> **TASK STATEMENT**: The expected output is the complete data, reproduced exactly.
TASK INPUT Block Start
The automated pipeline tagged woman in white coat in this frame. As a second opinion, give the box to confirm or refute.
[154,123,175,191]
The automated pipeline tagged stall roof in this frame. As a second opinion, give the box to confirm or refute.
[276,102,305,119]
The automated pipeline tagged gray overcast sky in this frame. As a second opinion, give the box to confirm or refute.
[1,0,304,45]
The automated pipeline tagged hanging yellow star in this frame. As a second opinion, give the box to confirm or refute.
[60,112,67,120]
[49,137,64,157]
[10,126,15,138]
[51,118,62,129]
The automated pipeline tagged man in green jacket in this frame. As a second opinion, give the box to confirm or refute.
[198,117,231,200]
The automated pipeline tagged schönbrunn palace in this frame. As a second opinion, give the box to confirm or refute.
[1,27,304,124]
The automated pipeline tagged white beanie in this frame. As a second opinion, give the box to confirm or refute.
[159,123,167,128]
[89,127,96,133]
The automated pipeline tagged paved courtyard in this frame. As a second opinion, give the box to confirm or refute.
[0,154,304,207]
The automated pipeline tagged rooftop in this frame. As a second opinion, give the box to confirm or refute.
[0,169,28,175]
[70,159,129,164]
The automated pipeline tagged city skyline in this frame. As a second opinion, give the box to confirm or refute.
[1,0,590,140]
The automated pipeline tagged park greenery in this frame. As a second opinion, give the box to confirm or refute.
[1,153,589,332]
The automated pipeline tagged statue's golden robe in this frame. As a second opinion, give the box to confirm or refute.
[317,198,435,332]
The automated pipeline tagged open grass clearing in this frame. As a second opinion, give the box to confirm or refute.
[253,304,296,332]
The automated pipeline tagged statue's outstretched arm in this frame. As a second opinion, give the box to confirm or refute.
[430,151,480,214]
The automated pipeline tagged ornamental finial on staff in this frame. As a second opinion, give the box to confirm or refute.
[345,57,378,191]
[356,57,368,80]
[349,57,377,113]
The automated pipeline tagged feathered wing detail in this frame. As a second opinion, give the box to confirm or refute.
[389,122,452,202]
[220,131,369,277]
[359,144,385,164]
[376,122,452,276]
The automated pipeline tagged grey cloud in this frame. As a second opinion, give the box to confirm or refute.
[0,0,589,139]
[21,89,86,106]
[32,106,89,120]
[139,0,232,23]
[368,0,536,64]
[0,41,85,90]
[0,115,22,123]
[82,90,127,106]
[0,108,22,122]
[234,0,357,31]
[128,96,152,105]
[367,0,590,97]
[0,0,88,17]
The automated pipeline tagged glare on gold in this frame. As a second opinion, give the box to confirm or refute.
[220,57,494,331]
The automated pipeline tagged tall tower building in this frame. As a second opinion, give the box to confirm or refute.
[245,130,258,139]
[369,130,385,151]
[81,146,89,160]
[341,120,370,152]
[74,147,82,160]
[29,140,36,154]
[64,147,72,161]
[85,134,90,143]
TASK INPUT Block End
> **TASK RESULT**:
The automated pipeline tagged woman in white coat in this frame. As a second opinion, give the box to confirm or refute.
[154,123,175,191]
The automated pipeline tagged stall roof in this frame. As a second opinion, give the box to confirm or refute.
[276,102,305,119]
The automated pipeline tagged gray overcast sky in this frame. As a second opinion, give the box to confirm or refute.
[1,0,304,45]
The automated pipeline tagged hanging yellow star in this frame. As a second opinion, give the box to confirm or refute.
[60,112,67,120]
[49,137,64,157]
[10,126,15,138]
[51,118,62,129]
The automated pipeline tagged man in green jacket in this frame. As a second opinion, give the box to confirm or refute.
[198,117,231,200]
The automated pipeline tagged schönbrunn palace in this frame. As a second opinion, give the box to confirm or refute.
[1,27,304,124]
The automated pipeline tagged white beanie in this frame. As a second opinion, give the box to confirm or refute.
[159,123,167,128]
[89,127,96,133]
The automated pipeline tagged paved courtyard in this frame. As a second opinion, give the box to confirm or refute.
[0,154,304,207]
The automated pipeline tagged rooftop in this frame. As a second opinion, give the box to confirm or refute.
[0,169,28,175]
[70,159,129,164]
The automated pipeline tagged city skyline in this frame. As a second opinion, give the box to confirm or refute.
[1,0,590,140]
The automated pipeline tagged park greenery in this frame. As a second opinion, give the box to confirm or refute.
[1,153,589,332]
The automated pipeline tagged statue's golden robe in this frame. As a second opinion, give the box to confirm or refute.
[317,198,435,332]
The automated pipeline tagged open grass clearing in this frame. As a second opinion, give the box to confirm or refute.
[253,304,296,332]
The automated pipeline tagged statue's outstretched arm in this frame. As a second opinion, give the box to confirm or refute.
[430,151,480,214]
The automated pipeline tagged ornamental finial on staff in this frame. As a second opinion, give the box to confirm or refute.
[345,57,378,191]
[356,57,368,80]
[349,57,377,113]
The automated pipeline tagged feathered wing detail in this frame. As a second opinion, give the box to confirm or refute.
[389,122,452,202]
[220,131,369,277]
[359,144,385,164]
[376,122,452,276]
The automated pipeline tagged grey cloud in this frame. As a second opinion, give the box to confirm or refute.
[0,0,589,139]
[21,89,86,106]
[32,106,89,120]
[139,0,232,23]
[368,0,536,64]
[0,41,85,90]
[0,115,22,123]
[82,90,127,106]
[0,108,22,122]
[234,0,357,31]
[128,96,152,105]
[367,0,590,97]
[0,0,88,17]
The automated pipeline tagged glare on gold in this frame. As a second opinion, give the box to confirm or refute.
[220,57,494,331]
The automated pipeline tagged tall tower building in this frame. As a second opinion, give the box to confirm or refute.
[245,130,258,139]
[369,130,385,151]
[81,146,89,160]
[341,120,370,152]
[74,147,82,160]
[29,140,36,154]
[64,147,72,161]
[85,134,90,143]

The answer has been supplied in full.